Request a:
Rewrite the records starting at the line containing "evergreen garland, one" and ending at the end of the records, changing "marker" to "dot" and leaving everything else unchanged.

Extract to read:
■ ■ ■ ■ ■
Re: Sum of weights idea for CFS PI

From: Joel Fernandes
Date: Thu Oct 06 2022 - 09:54:27 EST


On Wed, Oct 5, 2022 at 6:04 AM Qais Yousef <qais.yousef@xxxxxxx> wrote:
>
> Hi Joel
>
> On 10/04/22 16:27, Joel Fernandes wrote:
>
> [...]
>
> > I am treating the following the same:
> >
> > a. when A is running, it would be as above.
> > b. but if A was sleeping, B, C, and D would get 1/3.
> >
> > similar to
> >
> > a. when A is running *and blocked on C for all its runtime*
> > ^^ -- in this case, B and D should not have their distributions
> > changed at all because they are not participating in the
> > lock acquire and release. So they should neither be hurt
> > any more, nor be boosted. They should simply stay same [1]
> >
> > b. but if A was sleeping, B, C, and D would get 1/3.
> >
> >
> > [1] Why? Consider 3 tasks in the all-RT case, A high, B medium and C low prio.
> >
> > If all are running 100% and A does not block on C, B is blocked by A
> > indefinitely. So the prio of A and B are inverted. We seek to rectify this, that
> > is we need make changes such that, B is returned back to the blocked state. We
> > do this by boosting C.
> >
> > In other words, the prio inheritance will cause B's distribution to not be
> > changed (it was supposed to be blocked before and it is now going to be blocked
> > state again).
> >
> > CFS should not behave any differently, B's distribution should not be changed
> > before/after the priority inhertiance of A by C. That's just my opinion - and
> > that's how I calculated to distribution. With that mind, could you go back to
> > seeing if my math was originally correct or did I mess something up?
>
> It's not about the math. But I think the before and after can't be the same for
> C..

C is acquiring/releasing the lock so I expect its distribution to
change. I was talking about the poor B who has nothing to do with the
lock.

> > > I don't think this is valid. If A is blocked on C for 50% of the time, and
> > > sleeping for 50% of the time, when did it get blocked/unblocked?
> > >
> > > This will have an impact on the average share for C and skew it, no?
■ ■ ■ ■ ■
Request b:
From the email on CFS priority inheritance, copy the passage word for word, starting at "C is acquiring/releasing" and ending at "skew it, no?".
■ ■ ■ ■ ■
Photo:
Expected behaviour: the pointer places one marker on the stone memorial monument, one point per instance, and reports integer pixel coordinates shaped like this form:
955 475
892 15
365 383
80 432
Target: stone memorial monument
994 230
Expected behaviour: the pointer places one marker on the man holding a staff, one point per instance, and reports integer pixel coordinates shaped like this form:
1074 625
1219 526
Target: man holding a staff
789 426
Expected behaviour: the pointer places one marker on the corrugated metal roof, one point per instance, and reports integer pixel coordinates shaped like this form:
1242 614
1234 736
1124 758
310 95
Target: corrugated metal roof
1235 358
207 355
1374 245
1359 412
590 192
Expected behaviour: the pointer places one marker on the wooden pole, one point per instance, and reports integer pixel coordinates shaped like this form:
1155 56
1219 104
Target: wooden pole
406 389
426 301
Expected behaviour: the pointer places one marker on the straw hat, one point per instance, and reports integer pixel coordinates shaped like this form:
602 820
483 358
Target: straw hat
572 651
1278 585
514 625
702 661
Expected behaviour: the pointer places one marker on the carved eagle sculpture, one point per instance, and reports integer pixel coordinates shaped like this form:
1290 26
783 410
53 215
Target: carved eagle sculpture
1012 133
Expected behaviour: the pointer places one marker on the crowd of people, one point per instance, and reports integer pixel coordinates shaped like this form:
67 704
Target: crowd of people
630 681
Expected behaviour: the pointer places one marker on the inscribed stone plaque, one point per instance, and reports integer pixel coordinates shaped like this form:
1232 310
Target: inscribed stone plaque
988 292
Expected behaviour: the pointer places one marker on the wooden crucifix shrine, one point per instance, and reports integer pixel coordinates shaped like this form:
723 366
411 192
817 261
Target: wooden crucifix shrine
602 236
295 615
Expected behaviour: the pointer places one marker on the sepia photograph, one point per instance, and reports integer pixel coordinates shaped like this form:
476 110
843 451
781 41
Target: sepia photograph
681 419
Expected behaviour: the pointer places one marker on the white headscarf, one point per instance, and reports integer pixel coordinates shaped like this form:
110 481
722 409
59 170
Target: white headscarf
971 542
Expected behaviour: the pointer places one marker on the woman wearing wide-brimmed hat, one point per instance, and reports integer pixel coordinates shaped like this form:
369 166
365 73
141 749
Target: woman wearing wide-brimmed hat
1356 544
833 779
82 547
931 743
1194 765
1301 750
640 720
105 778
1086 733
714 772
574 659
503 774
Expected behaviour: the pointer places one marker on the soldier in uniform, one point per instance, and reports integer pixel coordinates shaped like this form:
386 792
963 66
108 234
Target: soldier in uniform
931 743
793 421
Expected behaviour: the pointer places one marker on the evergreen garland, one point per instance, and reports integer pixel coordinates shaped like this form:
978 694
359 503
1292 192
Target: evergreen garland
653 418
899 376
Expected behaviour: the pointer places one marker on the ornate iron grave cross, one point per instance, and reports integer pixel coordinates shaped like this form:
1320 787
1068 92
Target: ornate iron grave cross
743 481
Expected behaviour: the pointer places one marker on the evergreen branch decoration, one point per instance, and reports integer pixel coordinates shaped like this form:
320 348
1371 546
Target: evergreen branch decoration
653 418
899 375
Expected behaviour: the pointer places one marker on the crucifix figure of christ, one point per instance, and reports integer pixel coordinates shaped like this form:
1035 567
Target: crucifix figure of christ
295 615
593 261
■ ■ ■ ■ ■
Correct answer a:
Expected behaviour: the pointer places one dot on the evergreen garland, one point per instance, and reports integer pixel coordinates shaped like this form:
978 694
359 503
1292 192
Target: evergreen garland
653 418
899 376
Expected behaviour: the pointer places one dot on the ornate iron grave cross, one point per instance, and reports integer pixel coordinates shaped like this form:
1320 787
1068 92
Target: ornate iron grave cross
743 481
Expected behaviour: the pointer places one dot on the evergreen branch decoration, one point per instance, and reports integer pixel coordinates shaped like this form:
320 348
1371 546
Target: evergreen branch decoration
653 418
899 375
Expected behaviour: the pointer places one dot on the crucifix figure of christ, one point per instance, and reports integer pixel coordinates shaped like this form:
1035 567
Target: crucifix figure of christ
295 615
593 261

Correct answer b:
C is acquiring/releasing the lock so I expect its distribution to
change. I was talking about the poor B who has nothing to do with the
lock.

> > > I don't think this is valid. If A is blocked on C for 50% of the time, and
> > > sleeping for 50% of the time, when did it get blocked/unblocked?
> > >
> > > This will have an impact on the average share for C and skew it, no?